Task description:
Copy out word for word the lines starting at the one that contains "red wall-mounted postbox." and ending at the one that contains "(17, 71), (90, 88)", including both of those lines.

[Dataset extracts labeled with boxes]
______________________________

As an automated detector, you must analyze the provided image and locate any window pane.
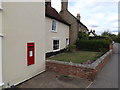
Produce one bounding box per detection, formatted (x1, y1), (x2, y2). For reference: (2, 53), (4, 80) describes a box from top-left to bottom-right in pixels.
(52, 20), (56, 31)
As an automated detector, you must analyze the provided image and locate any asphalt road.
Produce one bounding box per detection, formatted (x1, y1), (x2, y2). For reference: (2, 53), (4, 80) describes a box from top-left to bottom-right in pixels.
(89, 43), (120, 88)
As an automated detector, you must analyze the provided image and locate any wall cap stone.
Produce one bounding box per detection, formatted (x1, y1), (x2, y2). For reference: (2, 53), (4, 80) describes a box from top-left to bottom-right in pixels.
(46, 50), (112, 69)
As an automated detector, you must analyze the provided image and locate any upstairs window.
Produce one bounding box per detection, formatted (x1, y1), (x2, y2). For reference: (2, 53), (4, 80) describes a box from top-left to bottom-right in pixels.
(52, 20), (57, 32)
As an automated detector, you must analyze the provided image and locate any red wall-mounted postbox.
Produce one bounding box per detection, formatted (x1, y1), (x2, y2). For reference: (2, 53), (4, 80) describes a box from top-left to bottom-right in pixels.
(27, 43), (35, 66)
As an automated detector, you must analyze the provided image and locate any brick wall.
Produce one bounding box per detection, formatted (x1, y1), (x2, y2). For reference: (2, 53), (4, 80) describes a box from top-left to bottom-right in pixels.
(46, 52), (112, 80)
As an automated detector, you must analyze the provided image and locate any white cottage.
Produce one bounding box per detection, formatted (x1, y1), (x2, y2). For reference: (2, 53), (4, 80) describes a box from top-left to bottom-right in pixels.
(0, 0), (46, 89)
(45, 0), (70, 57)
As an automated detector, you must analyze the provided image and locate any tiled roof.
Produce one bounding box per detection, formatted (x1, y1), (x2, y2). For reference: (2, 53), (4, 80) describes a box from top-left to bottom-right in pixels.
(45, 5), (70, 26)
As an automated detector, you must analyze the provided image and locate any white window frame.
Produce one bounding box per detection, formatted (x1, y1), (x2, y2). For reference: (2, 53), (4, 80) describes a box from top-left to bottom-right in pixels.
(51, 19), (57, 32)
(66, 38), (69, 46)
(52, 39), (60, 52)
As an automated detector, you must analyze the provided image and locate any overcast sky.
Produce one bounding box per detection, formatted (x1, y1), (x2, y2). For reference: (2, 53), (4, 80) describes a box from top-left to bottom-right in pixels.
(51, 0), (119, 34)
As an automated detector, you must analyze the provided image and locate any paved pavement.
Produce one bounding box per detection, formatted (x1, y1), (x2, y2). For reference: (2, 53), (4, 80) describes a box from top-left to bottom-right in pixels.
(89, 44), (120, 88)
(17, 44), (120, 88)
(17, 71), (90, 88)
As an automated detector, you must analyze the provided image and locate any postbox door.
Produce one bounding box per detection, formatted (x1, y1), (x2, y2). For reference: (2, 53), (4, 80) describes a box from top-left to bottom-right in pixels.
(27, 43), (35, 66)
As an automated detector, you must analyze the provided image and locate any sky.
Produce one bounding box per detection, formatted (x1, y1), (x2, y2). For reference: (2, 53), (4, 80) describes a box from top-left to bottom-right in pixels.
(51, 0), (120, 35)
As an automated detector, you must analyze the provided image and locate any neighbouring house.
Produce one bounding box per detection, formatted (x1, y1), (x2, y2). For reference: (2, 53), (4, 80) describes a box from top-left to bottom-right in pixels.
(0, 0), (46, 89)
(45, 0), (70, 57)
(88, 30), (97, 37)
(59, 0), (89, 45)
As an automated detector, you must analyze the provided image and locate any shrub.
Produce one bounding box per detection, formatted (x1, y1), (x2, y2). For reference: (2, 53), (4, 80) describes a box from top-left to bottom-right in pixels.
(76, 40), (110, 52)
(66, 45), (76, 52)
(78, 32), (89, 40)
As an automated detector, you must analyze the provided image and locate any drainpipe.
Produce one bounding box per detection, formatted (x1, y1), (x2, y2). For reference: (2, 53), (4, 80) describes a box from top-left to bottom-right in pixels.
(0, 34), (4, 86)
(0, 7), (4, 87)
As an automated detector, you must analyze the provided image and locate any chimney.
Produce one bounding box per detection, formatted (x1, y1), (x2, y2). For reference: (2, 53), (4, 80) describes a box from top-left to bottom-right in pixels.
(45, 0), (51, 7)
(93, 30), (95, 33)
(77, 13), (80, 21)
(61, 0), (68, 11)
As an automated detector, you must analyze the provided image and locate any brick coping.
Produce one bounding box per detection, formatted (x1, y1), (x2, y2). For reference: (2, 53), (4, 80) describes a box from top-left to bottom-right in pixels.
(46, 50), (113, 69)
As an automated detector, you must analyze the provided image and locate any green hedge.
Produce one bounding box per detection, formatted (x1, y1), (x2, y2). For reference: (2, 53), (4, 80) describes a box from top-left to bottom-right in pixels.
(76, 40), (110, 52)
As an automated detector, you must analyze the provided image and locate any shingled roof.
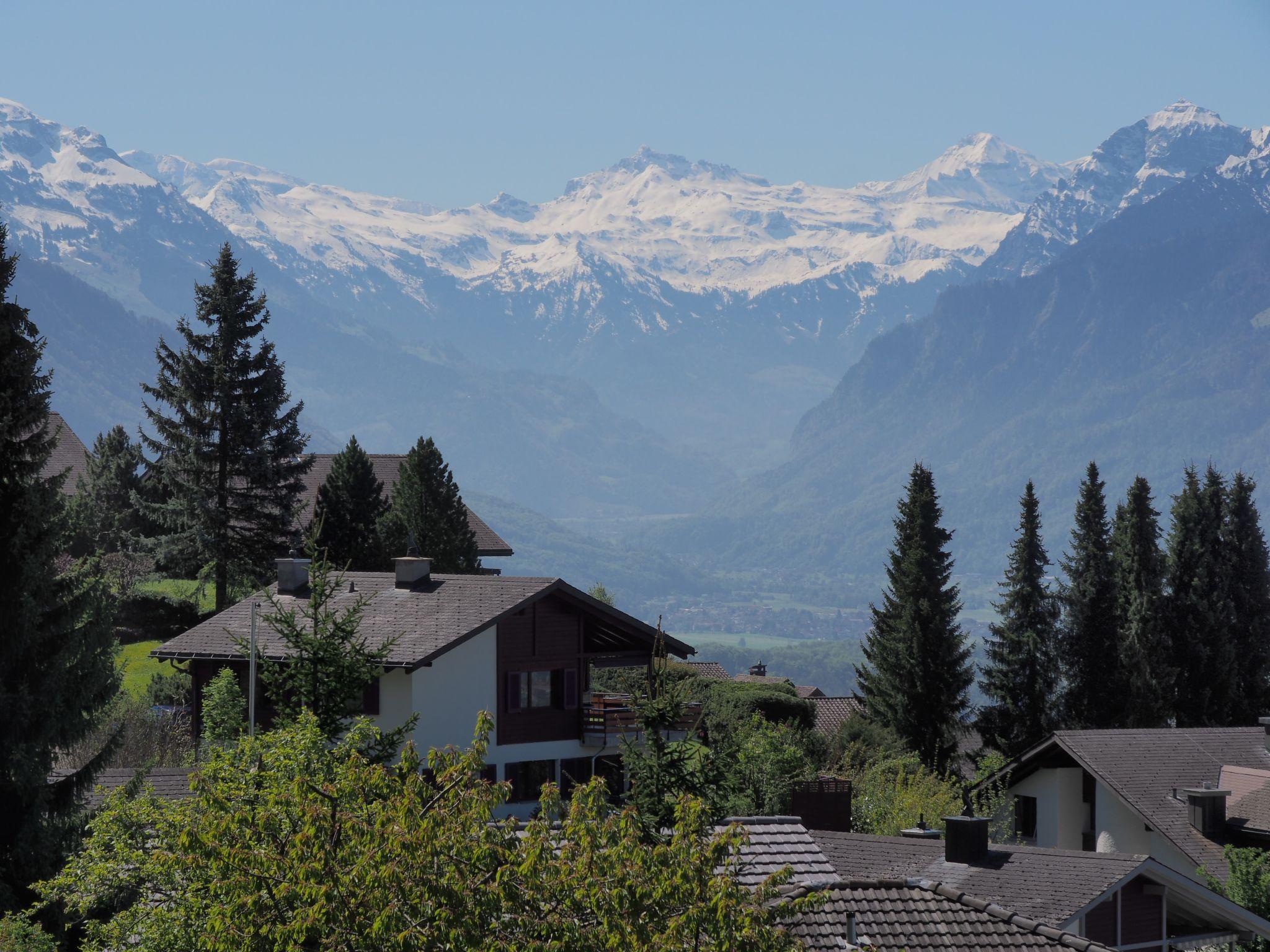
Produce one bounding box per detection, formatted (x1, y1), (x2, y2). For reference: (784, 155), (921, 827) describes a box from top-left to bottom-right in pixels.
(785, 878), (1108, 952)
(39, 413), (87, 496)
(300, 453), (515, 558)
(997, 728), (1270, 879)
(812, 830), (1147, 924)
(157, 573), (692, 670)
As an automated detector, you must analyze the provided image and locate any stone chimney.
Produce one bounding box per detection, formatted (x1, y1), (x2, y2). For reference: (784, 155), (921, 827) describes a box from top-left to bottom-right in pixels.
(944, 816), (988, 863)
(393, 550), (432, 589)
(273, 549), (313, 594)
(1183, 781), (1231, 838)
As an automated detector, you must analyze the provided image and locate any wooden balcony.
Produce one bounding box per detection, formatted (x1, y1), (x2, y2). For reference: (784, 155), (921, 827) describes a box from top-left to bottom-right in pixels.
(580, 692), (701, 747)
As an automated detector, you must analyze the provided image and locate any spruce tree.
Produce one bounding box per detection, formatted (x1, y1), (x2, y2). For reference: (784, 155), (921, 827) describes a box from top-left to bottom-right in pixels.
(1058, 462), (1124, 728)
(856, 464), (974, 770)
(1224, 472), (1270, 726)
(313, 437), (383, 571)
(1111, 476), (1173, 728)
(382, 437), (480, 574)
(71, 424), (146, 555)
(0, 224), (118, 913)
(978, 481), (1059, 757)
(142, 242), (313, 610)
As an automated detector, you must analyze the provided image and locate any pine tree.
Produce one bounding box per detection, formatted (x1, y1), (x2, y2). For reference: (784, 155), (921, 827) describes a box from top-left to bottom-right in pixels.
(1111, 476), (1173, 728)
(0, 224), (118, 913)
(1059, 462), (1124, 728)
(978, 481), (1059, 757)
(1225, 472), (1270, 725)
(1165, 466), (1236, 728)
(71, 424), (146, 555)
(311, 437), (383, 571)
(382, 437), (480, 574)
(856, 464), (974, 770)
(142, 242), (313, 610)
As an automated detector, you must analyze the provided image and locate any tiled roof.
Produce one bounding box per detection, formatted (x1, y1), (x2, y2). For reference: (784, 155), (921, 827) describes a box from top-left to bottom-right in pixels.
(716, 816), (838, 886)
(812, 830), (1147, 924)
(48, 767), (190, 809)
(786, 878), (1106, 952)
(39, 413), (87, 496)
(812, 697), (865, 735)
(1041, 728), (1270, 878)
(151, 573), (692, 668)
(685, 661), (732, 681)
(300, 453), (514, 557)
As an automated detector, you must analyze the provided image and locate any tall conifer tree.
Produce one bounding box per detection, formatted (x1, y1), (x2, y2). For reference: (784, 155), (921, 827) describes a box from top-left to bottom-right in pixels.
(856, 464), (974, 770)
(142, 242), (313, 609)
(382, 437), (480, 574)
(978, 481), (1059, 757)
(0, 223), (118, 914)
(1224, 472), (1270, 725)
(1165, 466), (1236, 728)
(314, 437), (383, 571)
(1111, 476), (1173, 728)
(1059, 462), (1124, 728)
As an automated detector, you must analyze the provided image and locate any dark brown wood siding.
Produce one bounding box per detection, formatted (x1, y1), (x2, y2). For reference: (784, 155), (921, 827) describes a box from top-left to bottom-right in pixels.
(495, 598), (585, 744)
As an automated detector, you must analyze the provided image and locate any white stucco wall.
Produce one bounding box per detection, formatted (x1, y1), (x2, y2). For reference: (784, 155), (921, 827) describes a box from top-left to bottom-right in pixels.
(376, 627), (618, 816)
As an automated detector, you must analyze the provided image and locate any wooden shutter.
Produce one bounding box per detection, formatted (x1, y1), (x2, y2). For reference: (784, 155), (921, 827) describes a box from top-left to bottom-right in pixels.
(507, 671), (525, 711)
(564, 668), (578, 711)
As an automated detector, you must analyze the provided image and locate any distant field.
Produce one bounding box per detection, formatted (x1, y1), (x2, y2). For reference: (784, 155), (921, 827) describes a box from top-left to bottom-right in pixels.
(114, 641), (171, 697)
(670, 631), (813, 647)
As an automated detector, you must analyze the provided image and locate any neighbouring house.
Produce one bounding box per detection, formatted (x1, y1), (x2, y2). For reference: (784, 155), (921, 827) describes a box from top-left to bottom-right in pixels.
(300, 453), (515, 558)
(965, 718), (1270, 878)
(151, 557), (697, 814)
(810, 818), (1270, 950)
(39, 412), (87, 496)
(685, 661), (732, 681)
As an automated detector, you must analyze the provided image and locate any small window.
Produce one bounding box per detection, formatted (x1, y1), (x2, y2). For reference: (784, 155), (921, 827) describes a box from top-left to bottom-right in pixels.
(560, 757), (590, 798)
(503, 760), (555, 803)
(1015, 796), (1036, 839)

______________________________

Final result:
As an automated detector, you must analyze the provided image and locate any red wall-mounted postbox.
Produce one bounding box per detection, formatted (x1, y1), (x2, y2). For reference: (2, 53), (4, 80) describes a box from top-left to bottom-right in pixels.
(27, 43), (35, 66)
As an automated detector, you must analyze the provided image and locate any brick wall.
Produce one bounding box per detection, formatted (x1, y1), (x2, y2). For reference: (2, 53), (4, 80) describes a box from top-left to bottom-right in pixels.
(46, 52), (112, 80)
As an automated detector, you must analyze the provided image and locate any white cottage.
Produce one bounding box per detection, formatted (x1, y1), (x2, y2). For reference: (2, 53), (4, 80) describes a box from top-left to bottom-right in pixels.
(0, 0), (46, 89)
(45, 0), (70, 57)
As an automated detector, you must analyze the provided image and locate any tiled roof.
Produce one bounding box per detection, formatted (x1, y1), (x2, y2). For reference: (2, 53), (4, 80) describes a box from top-left to bottom-right in pixels.
(45, 5), (70, 26)
As an automated detector, you must analyze the provided image and locate any white window frame.
Produce one bounding box per detection, formatted (x1, y1), (x2, y2). For reference: (2, 53), (4, 80) describes a box from top-left to bottom-right in pixels.
(51, 19), (57, 32)
(66, 38), (69, 46)
(52, 39), (60, 52)
As an automated detector, you must analyze the provided image and locate any overcast sky.
Produce one bounding box per detection, formatted (x1, y1), (x2, y2). For reference: (2, 53), (4, 80) describes a box from top-left to bottom-right in pixels.
(51, 0), (119, 34)
As an automated detector, you must analyze the provided image and locate any paved pavement.
Produce one bounding box per detection, formatted (x1, y1), (x2, y2). For reference: (2, 53), (4, 80) describes a box from top-left to bottom-right in pixels.
(89, 44), (120, 88)
(17, 44), (120, 88)
(17, 71), (90, 88)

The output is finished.